* _TASK STATEMENT_:
Rewrite the items below, replacing "every instance" with "each instance" wherever it occurs and leaving everything else as it is.

* _EXTRACTED MATERIAL_:
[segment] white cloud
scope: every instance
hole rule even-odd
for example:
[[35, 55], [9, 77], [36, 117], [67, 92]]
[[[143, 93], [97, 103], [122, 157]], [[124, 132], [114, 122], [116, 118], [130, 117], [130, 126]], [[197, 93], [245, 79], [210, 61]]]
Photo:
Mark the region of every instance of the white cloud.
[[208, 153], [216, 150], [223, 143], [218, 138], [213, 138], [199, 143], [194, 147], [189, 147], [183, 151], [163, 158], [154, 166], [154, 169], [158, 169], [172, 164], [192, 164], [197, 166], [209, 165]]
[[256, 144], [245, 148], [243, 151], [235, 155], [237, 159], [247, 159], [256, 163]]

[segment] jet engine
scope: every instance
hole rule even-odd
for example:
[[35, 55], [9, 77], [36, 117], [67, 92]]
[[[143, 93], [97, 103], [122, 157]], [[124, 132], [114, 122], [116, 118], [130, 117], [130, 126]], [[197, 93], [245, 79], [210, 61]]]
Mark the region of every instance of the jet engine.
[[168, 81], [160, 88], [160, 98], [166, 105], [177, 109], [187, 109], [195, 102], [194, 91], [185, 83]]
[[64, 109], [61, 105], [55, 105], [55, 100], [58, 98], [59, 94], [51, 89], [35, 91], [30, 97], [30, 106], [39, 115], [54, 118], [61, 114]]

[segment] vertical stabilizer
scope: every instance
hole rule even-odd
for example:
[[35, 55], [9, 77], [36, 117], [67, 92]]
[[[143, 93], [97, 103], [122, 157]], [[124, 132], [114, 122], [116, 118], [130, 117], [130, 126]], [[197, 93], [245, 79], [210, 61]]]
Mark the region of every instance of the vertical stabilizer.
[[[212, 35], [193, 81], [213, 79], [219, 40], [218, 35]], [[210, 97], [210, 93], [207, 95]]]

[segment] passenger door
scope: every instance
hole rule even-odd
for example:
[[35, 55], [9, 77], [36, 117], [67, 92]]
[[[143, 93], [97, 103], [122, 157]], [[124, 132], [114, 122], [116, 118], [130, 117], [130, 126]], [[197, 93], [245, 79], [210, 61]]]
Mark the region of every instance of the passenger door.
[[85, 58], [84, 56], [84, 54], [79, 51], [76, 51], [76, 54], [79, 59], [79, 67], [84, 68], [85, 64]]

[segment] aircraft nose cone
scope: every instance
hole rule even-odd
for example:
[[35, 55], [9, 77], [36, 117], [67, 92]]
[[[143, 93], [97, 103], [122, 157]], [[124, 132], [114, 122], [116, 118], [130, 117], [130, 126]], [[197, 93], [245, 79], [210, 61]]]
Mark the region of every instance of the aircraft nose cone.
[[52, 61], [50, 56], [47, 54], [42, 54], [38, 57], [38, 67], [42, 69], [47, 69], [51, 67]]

* _ANSWER BELOW_:
[segment] white cloud
scope: each instance
hole rule even-odd
for example:
[[35, 55], [9, 77], [36, 117], [67, 92]]
[[[143, 93], [97, 103], [122, 157]], [[124, 132], [114, 122], [116, 118], [130, 117], [130, 126]], [[197, 93], [245, 79], [210, 61]]]
Photo:
Mark the region of each instance of the white cloud.
[[208, 153], [216, 150], [223, 143], [218, 138], [213, 138], [199, 143], [194, 147], [189, 147], [183, 151], [163, 158], [154, 166], [154, 169], [158, 169], [172, 164], [192, 164], [197, 166], [209, 165]]
[[256, 144], [245, 148], [243, 151], [235, 155], [237, 159], [247, 159], [256, 163]]

[segment] jet engine
scope: each instance
hole rule even-odd
for example:
[[35, 55], [9, 77], [36, 117], [67, 92]]
[[[143, 93], [97, 103], [122, 157]], [[124, 132], [114, 122], [116, 118], [130, 117], [130, 126]], [[197, 93], [245, 79], [210, 61]]]
Mark the region of each instance of the jet engine.
[[168, 81], [160, 88], [160, 98], [166, 105], [177, 109], [187, 109], [195, 102], [194, 91], [185, 83]]
[[64, 109], [61, 105], [55, 105], [55, 100], [58, 98], [59, 94], [51, 89], [35, 91], [30, 97], [30, 106], [39, 115], [54, 118], [61, 114]]

[segment] vertical stabilizer
scope: each instance
hole rule even-odd
for example:
[[35, 55], [9, 77], [36, 117], [67, 92]]
[[[143, 93], [97, 103], [122, 157]], [[124, 132], [114, 122], [116, 118], [130, 117], [130, 126]], [[197, 93], [245, 79], [210, 61]]]
Mark the region of each instance of the vertical stabilizer.
[[[212, 35], [193, 81], [213, 79], [219, 40], [218, 35]], [[210, 97], [210, 93], [207, 95]]]

[segment] passenger door
scope: each instance
hole rule even-odd
for example:
[[35, 55], [9, 77], [36, 117], [67, 92]]
[[[143, 93], [97, 103], [122, 157]], [[124, 132], [114, 122], [116, 118], [130, 117], [130, 126]], [[197, 93], [245, 79], [210, 61]]]
Mark the region of each instance of the passenger door.
[[85, 58], [84, 56], [84, 54], [79, 51], [76, 51], [76, 54], [79, 59], [79, 67], [84, 68], [85, 64]]

[segment] aircraft nose cone
scope: each instance
hole rule even-odd
for example:
[[35, 55], [9, 77], [36, 117], [67, 92]]
[[[143, 93], [97, 103], [122, 157]], [[124, 132], [114, 122], [116, 118], [130, 117], [130, 126]], [[197, 93], [245, 79], [210, 61]]]
Mark the region of each instance of the aircraft nose cone.
[[52, 61], [50, 56], [47, 54], [42, 54], [38, 57], [38, 67], [42, 69], [47, 69], [51, 67]]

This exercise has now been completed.